■ **Assigned task**
Nothing may be left out, so copy every entry exactly.
──────── Extracted records ────────
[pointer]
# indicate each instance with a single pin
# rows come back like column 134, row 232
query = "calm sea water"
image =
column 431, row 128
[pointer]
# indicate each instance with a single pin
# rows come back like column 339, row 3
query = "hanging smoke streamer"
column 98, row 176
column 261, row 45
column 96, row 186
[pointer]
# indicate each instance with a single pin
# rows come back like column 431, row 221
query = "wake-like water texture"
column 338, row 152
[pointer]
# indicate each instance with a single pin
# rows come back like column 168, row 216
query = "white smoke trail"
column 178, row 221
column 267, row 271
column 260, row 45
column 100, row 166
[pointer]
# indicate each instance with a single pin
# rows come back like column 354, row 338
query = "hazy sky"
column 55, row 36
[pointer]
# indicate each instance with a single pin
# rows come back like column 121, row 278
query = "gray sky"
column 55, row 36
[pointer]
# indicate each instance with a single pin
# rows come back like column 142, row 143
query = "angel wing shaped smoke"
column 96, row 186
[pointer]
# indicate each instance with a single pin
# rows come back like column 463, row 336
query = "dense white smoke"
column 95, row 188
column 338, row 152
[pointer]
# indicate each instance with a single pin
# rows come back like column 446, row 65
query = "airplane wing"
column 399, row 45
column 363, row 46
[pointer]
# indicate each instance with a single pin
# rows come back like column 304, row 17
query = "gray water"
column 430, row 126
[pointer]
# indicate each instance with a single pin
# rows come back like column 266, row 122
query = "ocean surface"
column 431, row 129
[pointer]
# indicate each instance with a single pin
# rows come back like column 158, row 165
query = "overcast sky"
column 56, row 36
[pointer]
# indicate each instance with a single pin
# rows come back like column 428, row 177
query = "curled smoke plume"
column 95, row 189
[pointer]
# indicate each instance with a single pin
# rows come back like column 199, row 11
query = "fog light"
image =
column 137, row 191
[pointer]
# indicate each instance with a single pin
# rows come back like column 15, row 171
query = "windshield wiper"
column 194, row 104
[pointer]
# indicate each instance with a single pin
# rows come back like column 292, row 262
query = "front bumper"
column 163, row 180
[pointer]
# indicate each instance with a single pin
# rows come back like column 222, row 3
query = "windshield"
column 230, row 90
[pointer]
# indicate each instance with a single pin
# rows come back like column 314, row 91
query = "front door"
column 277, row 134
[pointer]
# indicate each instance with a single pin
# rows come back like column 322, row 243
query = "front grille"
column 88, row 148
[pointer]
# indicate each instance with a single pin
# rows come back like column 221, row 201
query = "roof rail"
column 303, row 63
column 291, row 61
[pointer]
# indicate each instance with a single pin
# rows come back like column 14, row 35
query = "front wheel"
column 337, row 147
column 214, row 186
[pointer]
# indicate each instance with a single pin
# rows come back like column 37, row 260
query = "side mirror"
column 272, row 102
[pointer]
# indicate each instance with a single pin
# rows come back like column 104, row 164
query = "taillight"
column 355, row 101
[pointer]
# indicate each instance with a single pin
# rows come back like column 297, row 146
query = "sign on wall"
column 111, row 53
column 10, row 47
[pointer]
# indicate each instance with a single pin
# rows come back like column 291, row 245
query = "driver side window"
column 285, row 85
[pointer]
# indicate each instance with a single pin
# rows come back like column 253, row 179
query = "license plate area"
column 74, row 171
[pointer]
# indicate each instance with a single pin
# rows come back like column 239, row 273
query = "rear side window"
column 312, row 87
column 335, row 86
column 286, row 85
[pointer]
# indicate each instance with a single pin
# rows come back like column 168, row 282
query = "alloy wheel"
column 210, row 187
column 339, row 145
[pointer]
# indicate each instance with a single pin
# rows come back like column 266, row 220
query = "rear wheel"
────────
■ **Answer section**
[pointer]
# indicate each instance with a single pin
# rows come back like column 134, row 232
query = "calm sea water"
image =
column 431, row 128
[pointer]
# indicate each instance with a single pin
# rows come back like column 339, row 3
query = "hanging smoke streamer"
column 98, row 176
column 261, row 45
column 96, row 186
[pointer]
# indicate each instance with a single pin
# rows come back like column 431, row 221
query = "wake-like water texture"
column 338, row 152
[pointer]
# indicate each instance with a single pin
# rows come back like column 168, row 216
query = "white smoke trail"
column 178, row 221
column 267, row 271
column 260, row 45
column 100, row 166
[pointer]
# indicate each instance with a single pin
# rows come back like column 354, row 338
query = "hazy sky"
column 55, row 36
[pointer]
# indicate each instance with a single pin
# rows come back like column 121, row 278
query = "gray sky"
column 55, row 36
[pointer]
# indicate each instance with a single pin
# rows come back like column 142, row 143
query = "angel wing shaped smoke"
column 96, row 186
[pointer]
# indicate each instance with a single pin
# rows come back like column 463, row 336
query = "dense white smoke"
column 95, row 188
column 338, row 152
[pointer]
# indicate each instance with a single pin
# rows come back like column 446, row 65
query = "airplane wing"
column 399, row 45
column 363, row 46
[pointer]
# indicate each instance with a single pin
# rows come back like column 304, row 17
query = "gray water"
column 430, row 126
[pointer]
# indicate each instance with a single pin
# rows come back like column 266, row 122
query = "ocean surface"
column 431, row 129
[pointer]
# indicate each instance with a single pin
# rows come back like column 158, row 165
query = "overcast sky"
column 56, row 36
[pointer]
# indicate each instance with a single pin
# rows come back like column 428, row 177
query = "curled smoke plume"
column 95, row 189
[pointer]
# indicate each instance with a single pin
# rows come back like column 199, row 11
query = "fog light"
image =
column 137, row 191
[pointer]
# indicate each instance with a single pin
# rows come back like column 15, row 171
query = "windshield wiper"
column 194, row 104
[pointer]
# indicate each instance with a single pin
# rows come back like column 292, row 262
query = "front bumper"
column 163, row 180
[pointer]
# indicate each instance with a single pin
# rows come back like column 222, row 3
query = "windshield"
column 230, row 90
[pointer]
# indicate each instance with a single pin
# rows come back like column 314, row 91
query = "front door"
column 277, row 134
[pointer]
# indicate each instance with a single pin
# rows come back like column 322, row 243
query = "front grille"
column 88, row 148
[pointer]
# indicate each instance with a single pin
# rows come back like column 221, row 201
query = "roof rail"
column 303, row 63
column 291, row 61
[pointer]
# indicate each instance with a single pin
# rows come back like column 14, row 35
query = "front wheel"
column 337, row 147
column 214, row 186
[pointer]
# indicate each instance with a single pin
# rows come back like column 37, row 260
query = "side mirror"
column 272, row 102
[pointer]
# indicate each instance with a single pin
# rows come back like column 104, row 164
query = "taillight"
column 355, row 101
[pointer]
# indicate each instance with a single pin
# rows come back like column 297, row 146
query = "sign on wall"
column 111, row 53
column 10, row 47
[pointer]
# indicate each instance with a single pin
# rows come back like column 291, row 245
query = "driver side window"
column 285, row 85
[pointer]
# indicate each instance with a single pin
# rows come back like column 253, row 179
query = "license plate area"
column 74, row 171
[pointer]
# indicate each instance with a single pin
# rows come back like column 239, row 273
query = "rear side window"
column 312, row 87
column 335, row 86
column 286, row 85
[pointer]
# indicate each instance with a single pin
# rows come back like column 168, row 282
query = "alloy wheel"
column 210, row 187
column 339, row 145
[pointer]
# indicate each instance with a single pin
# rows come back like column 266, row 220
query = "rear wheel"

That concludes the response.